Text:
----------
Apache Beam exception when running wordcount example

Apache Beam exception when running wordcount example - google-cloud-dataflow

I think I followed very step on the document, but I still ran into this exception. (the only different is that I run this from Eclipse J2EE, but I won't expect this really maters, doesn't it?)
Code: (I didn't write this, it's right from the beam project example). I think you'd have to specify a google cloud platform project and provide the right credential to access it. However, I didn't find anywhere in this example project that does the setting up.
public static void main(String[] args) {
// Create a PipelineOptions object. This object lets us set various execution
// options for our pipeline, such as the runner you wish to use. This example
// will run with the DirectRunner by default, based on the class path configured
// in its dependencies.
PipelineOptions options = PipelineOptionsFactory.create();
// Create the Pipeline object with the options we defined above.
Pipeline p = Pipeline.create(options);
// Apply the pipeline's transforms.
----------
Short task 1: Collect each line of the listing below that contains the string "corridor". Case counts.
----------
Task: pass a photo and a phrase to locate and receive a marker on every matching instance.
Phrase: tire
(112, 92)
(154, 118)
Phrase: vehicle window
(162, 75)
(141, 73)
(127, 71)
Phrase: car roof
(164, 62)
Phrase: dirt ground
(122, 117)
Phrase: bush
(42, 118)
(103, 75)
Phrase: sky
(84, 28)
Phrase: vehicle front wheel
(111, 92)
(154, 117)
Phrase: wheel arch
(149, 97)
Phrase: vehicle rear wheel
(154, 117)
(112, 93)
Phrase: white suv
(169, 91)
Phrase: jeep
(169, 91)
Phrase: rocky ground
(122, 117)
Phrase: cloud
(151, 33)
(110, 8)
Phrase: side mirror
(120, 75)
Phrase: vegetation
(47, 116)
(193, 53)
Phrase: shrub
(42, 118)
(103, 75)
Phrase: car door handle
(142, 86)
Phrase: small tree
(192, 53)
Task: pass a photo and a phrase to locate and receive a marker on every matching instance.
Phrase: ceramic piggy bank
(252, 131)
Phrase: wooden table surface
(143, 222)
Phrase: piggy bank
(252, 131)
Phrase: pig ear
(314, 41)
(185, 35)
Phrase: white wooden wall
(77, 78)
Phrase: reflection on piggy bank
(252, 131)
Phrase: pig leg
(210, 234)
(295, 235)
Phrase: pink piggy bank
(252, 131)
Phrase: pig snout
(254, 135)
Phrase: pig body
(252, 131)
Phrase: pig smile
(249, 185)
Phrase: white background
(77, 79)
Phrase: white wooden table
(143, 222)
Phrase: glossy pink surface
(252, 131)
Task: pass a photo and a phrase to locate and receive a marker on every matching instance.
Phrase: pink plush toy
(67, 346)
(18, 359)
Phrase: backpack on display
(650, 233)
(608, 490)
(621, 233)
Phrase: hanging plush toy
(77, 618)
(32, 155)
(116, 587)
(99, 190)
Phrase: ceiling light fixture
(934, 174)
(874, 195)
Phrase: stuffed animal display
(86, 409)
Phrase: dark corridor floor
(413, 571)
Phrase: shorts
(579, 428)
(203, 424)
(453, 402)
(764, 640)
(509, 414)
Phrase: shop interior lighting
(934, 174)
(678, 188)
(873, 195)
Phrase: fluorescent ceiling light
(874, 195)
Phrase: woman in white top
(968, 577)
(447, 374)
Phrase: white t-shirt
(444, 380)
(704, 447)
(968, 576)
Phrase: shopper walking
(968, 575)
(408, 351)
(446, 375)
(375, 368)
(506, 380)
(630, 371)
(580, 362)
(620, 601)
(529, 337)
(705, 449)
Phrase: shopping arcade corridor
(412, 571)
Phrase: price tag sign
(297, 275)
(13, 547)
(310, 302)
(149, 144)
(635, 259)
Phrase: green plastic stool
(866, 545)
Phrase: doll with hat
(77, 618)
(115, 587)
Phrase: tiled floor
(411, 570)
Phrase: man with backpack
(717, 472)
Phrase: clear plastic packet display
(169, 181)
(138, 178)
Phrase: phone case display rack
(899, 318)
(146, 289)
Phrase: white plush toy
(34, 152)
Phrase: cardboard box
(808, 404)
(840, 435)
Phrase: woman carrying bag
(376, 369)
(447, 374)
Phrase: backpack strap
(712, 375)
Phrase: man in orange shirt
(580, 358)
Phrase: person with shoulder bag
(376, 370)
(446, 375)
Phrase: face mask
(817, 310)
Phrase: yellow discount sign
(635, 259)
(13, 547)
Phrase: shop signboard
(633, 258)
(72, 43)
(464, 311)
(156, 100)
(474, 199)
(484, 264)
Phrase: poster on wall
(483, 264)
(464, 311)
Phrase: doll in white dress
----------
Short task 2: Quote the Apache Beam thread above word for word, from "I think I followed" to "maters, doesn't it?)".

Finished answer 1:
Phrase: dark corridor floor
Phrase: shopping arcade corridor

Finished answer 2:
I think I followed very step on the document, but I still ran into this exception. (the only different is that I run this from Eclipse J2EE, but I won't expect this really maters, doesn't it?)